- [The exercise]
Find every line in the listing that follows which contains the word "below", and copy each of those lines in full.
....
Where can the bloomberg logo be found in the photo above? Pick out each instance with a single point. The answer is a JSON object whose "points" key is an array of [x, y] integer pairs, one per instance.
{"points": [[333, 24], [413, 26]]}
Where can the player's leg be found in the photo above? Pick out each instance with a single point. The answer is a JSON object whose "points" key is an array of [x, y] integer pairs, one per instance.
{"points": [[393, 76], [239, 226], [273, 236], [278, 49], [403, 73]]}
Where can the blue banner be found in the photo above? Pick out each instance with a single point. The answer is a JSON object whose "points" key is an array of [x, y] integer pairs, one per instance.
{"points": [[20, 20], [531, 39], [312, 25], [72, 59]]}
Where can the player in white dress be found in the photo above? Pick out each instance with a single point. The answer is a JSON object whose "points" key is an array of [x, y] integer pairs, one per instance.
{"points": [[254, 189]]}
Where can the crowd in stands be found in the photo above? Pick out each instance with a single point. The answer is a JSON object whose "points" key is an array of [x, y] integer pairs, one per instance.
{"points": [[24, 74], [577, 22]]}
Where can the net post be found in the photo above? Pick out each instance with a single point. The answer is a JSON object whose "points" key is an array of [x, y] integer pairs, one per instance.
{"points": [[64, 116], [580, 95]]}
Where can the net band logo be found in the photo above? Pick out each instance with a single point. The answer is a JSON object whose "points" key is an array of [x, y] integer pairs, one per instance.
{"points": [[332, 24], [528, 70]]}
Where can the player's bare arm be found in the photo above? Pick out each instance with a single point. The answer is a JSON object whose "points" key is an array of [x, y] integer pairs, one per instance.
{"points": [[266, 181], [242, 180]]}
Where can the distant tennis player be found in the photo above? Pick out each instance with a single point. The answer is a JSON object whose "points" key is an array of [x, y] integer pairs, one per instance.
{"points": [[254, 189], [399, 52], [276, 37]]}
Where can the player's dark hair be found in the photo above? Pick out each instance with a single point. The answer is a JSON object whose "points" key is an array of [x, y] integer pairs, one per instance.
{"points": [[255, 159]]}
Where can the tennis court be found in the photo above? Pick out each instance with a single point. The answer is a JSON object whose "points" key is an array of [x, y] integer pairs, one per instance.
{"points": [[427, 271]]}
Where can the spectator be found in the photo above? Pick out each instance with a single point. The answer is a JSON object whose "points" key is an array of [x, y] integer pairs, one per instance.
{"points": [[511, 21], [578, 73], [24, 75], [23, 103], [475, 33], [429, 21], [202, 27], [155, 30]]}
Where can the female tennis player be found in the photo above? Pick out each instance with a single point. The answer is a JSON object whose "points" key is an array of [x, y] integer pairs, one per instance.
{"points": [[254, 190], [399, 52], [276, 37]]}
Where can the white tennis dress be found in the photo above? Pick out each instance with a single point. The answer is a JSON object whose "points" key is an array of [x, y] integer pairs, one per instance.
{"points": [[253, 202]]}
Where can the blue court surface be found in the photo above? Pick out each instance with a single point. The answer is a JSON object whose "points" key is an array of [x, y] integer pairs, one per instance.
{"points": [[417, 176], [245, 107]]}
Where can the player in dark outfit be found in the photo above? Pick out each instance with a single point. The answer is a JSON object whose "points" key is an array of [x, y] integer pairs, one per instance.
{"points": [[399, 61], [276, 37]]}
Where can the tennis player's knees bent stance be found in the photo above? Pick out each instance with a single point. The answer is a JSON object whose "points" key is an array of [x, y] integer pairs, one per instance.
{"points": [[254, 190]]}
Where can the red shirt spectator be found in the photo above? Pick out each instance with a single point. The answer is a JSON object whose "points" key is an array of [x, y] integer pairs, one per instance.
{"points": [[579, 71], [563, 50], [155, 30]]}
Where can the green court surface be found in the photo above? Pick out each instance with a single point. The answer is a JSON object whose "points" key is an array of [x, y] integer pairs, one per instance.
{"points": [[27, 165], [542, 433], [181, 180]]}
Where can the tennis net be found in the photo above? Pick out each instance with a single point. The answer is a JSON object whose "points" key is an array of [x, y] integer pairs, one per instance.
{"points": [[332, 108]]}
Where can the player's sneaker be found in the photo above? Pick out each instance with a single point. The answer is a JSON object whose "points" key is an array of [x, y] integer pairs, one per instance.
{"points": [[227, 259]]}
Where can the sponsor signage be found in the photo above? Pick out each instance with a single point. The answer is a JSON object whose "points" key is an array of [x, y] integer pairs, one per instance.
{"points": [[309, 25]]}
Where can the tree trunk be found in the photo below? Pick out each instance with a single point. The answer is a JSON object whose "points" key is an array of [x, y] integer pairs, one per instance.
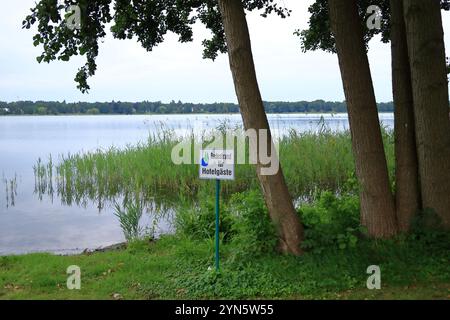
{"points": [[276, 194], [377, 202], [431, 102], [407, 194]]}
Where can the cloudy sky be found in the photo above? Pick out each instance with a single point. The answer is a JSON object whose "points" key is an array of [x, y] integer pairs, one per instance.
{"points": [[174, 71]]}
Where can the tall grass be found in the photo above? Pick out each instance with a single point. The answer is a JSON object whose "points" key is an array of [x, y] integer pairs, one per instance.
{"points": [[311, 161]]}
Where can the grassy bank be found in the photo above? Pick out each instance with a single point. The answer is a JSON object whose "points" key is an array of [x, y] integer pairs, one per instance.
{"points": [[311, 162], [177, 268], [320, 172]]}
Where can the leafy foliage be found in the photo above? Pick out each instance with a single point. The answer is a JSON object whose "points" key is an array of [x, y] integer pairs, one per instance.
{"points": [[158, 107], [253, 231], [331, 222], [319, 35], [147, 21]]}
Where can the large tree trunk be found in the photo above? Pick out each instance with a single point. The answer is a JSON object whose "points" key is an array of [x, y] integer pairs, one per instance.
{"points": [[377, 202], [431, 108], [406, 166], [276, 194]]}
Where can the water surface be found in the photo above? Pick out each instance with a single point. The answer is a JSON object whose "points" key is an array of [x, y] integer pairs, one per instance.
{"points": [[29, 223]]}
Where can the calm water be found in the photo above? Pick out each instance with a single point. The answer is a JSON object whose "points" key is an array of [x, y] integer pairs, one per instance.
{"points": [[30, 224]]}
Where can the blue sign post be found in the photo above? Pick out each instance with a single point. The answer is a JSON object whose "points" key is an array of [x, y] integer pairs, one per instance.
{"points": [[217, 165], [217, 222]]}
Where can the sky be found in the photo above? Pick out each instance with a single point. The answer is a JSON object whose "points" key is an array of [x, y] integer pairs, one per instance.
{"points": [[174, 71]]}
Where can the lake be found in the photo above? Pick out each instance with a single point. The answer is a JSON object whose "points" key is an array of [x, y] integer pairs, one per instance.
{"points": [[30, 223]]}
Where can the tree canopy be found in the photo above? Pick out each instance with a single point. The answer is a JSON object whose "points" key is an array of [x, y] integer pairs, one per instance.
{"points": [[147, 21]]}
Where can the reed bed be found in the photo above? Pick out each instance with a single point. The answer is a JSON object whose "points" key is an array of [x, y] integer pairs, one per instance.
{"points": [[311, 161]]}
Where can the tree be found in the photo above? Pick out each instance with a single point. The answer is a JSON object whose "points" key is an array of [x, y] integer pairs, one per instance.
{"points": [[431, 102], [377, 204], [406, 163], [274, 187], [319, 36], [149, 21]]}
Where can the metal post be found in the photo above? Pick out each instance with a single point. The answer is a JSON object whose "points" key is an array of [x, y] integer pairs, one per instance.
{"points": [[217, 222]]}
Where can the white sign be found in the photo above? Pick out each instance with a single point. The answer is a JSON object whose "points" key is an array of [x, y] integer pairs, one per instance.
{"points": [[217, 164]]}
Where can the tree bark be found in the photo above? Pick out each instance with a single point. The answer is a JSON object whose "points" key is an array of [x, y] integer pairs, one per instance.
{"points": [[407, 194], [431, 102], [377, 202], [276, 194]]}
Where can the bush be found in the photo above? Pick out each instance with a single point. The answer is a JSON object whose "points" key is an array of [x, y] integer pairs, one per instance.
{"points": [[244, 221], [331, 221]]}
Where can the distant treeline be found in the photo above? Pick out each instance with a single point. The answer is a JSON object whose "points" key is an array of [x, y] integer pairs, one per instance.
{"points": [[146, 107]]}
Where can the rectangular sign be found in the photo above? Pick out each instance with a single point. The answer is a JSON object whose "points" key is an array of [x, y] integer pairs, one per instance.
{"points": [[217, 164]]}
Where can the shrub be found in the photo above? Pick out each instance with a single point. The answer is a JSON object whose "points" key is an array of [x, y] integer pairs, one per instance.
{"points": [[331, 221], [252, 230], [196, 220]]}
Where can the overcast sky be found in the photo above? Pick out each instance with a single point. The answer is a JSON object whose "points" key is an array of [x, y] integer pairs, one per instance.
{"points": [[174, 71]]}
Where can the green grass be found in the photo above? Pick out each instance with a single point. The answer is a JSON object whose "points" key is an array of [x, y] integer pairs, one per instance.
{"points": [[177, 268], [310, 161]]}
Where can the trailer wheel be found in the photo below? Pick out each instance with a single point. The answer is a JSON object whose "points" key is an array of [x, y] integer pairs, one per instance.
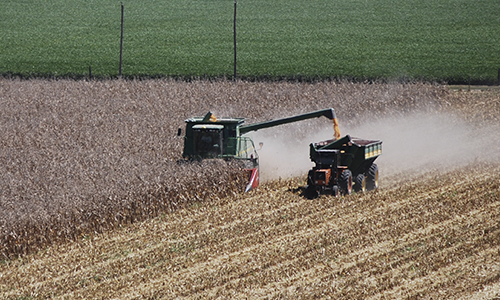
....
- [Result of the task]
Where can the tree trunk be found in the photo below? Pick out each instance with a single point. The answer is a JSON object whose "points" key is an array of [x, y] integer pairs, one per instance.
Where can the trailer wheel be found in the photo below? Pick out each instance with a single point. The answer is a JSON object whose "points" key is an array of [x, y] integer pairs, one per instance.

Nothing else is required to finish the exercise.